Espremer, gota a gota, o escravo que mantemos escondido dentro de nós. Porque nós inventámos o Estado de Direito, para deixarmos de ter um dono, como dizia Plínio. Basta que não tenhamos medo, conforme o projecto de Étienne la Boétie: "n'ayez pas peur". Na "servitude volontaire" o grande ou pequeno tirano apenas têm o poder que se lhes dá...

26.2.11

Um interregno desertificado, onde a caravana não passa

1
Debate quinzenal na nossa casa da democracia: foi 31 de boca contra 31 de boca, para glosar Silva Pereira... Pena faltar o discurso da palavra posta em razão ("logos" em grego). Mais um dos palcos desta campanha eleitoral permanente para efeitos sondajocráticos e de sessão de esclarecimento para as directas do PS...


2
E o PSD com tantos ex-líderes como treinadores de bancada quase parece um clube de ausentes-presentes, os que não jogam mas não saem de cima de todas as jogadas, como Marcelo Rebelo de Sousa, Marques Mendes, Pedro Santana Lopes e Luís Filipe Menezes, a que se vai juntar Jardim e onde não vão faltar outros Zandingas, como diria Durão....


3
Até as principais notícias da informação portuguesa são as de transferências de jogadores nos grandes órgãos de informação, naquilo a que se costuma chamar é poca do defeso, onde pouco interessam as cores da camisola, desde que saibam cativar desempregados políticos, à boa maneira dos velhos diários oficiosos dos antigos regimes e dos seus protectorados das forças vivas.


4
Entretanto os juros da dívida estabilizam o seu curso ascendente no normal anormal que todos os nossos truques e falsos consensos nacionais já não conseguem colmatar nem com o lastro dos sacrifícios.


5
Entre profetas da desgraça, os que pensam que isto é 1926 ou 1910, e o nacional-porreirismo, assim se vai degradando o situacionismo. Apesar de estarmos à beira do abismo, não conseguimos as tradicionais mobilizações que nos deram as legitimidades pós-revolucionárias de um rotativismo mais ou menos devorista que nos dava facturações....


6
Há um longo interregno de decadência, onde os excessos de acomodação da cobardia geram o voluntarismo do principado governativo, apesar de alguns ainda invocarem um presidente que não quer nem pode sidonizar o regime...


7
Foi mais uma vez Sócrates contra a Eloísa dos Verdes, tal como antes, a Passos Coelho, respondeu o ministro da presidência. Coitado, o Pedro foi excluído das listas pela antiga líder e actual deputada, e, involuntariamente, contribui para colocar a sede do poder fora do parlamento.

Material recolhido ->
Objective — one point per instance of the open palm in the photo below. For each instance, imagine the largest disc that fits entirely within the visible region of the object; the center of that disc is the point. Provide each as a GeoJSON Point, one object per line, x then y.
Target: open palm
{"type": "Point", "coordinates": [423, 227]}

Tarefa ->
Dê seguimento ao texto sobre a vida política portuguesa, começando logo após a sua última frase. A listagem não tem qualquer relação com o texto.

Resposta ->
8
O PS, em excesso de principado unificacionista, embora menos esclarecido, tem de gramar a escolha que os marechais do rotativismo fizeram numa jantarada na Curia, pensando que o Zé apenas seria um líder de transição para a travessia do deserto. Enganaram-se, não sabiam que ele operaria uma espécie de cavaquização eucaliptal da instituição outrora pluralista.


9
O PSD, apesar de caminhar na via cavaquista, tem o barco pesado demais, com tanto marechal sem adequado senado, não podendo jogar flexivelmente com os velhos recursos autárquicos e regionalistas, nem consegue federar os muitos "clusters" de descontentamento existentes na dita sociedade civil...


10
Para o PSD, de pouco valerá a reedição de estados gerais, ao ritmo das comissões de honra, ad hoc, das candidaturas presidenciais. Porque ainda não encontrou suficientes dissidentes da esquerda, principalmente do PS, que queiram fazer o papel dos reformadores, como no tempo da AD de Sá Carneiro.


11
O velho e novo patronato não aposta no liberalismo a retalho, em época de potencial descida do FMI ou de outro fundo europeu. Faltam "opinion makers" com o ritmo de Miguel Relvas. Não há uma vaga de fundo de apoio à alternativa na opinião independente. E nem sequer é suficientemente democrata-cristão para convencer o altar. Muito menos os corporativismos à solta. Um choque de coragem, precisa-se!


12
Os grandes partidos continuam simples máquinas de conquista e manutenção do poder. Não sabem, ou não conseguem, exercer as funções de mobilização política e de comunicação política. E estão sitiados pelo indiferentismo e pelos processos de compra do poder, ou corrupção. Confundem a mobilização com as campanhas eleitorais e a comunicação com a propaganda.


13
A presente decadência, já patente, pode levar a uma crise de regime. Isto é, a uma má relação da sociedade com um determinado sistema de valores e que lhe dava legitimidade. Por outras palavras, mesmo sem magnicídios, podemos caminhar para um republiquicídio.


14
Podem não suceder dramatismos de opereta, das bancarrotas aos golpes de Estado, incluindo os provocados por uma explosão social, sendo bem mais previsível a tradicional antecipação das derrotas, onde os detentores do poder máximo invoquem o tabu nunca desfeito, o pântano nunca esclarecido, ou uma ascensão ao Olimpo supra-estadual, para não terem que aturar os bárbaros.


15
O nosso deserto continua a ser a sociedade civil e a opinião livre. Até a revolução de 1974 foi hierárquica, com majores arvorados em generais para que a pirâmide estadual continuasse, em movimento de revolução "vinda de cima para baixo". Até o processo revolucionário que esteve em curso foi uma espécie de subversão a partir do aparelho de poder, como o descreveu Sottomayor Cardia...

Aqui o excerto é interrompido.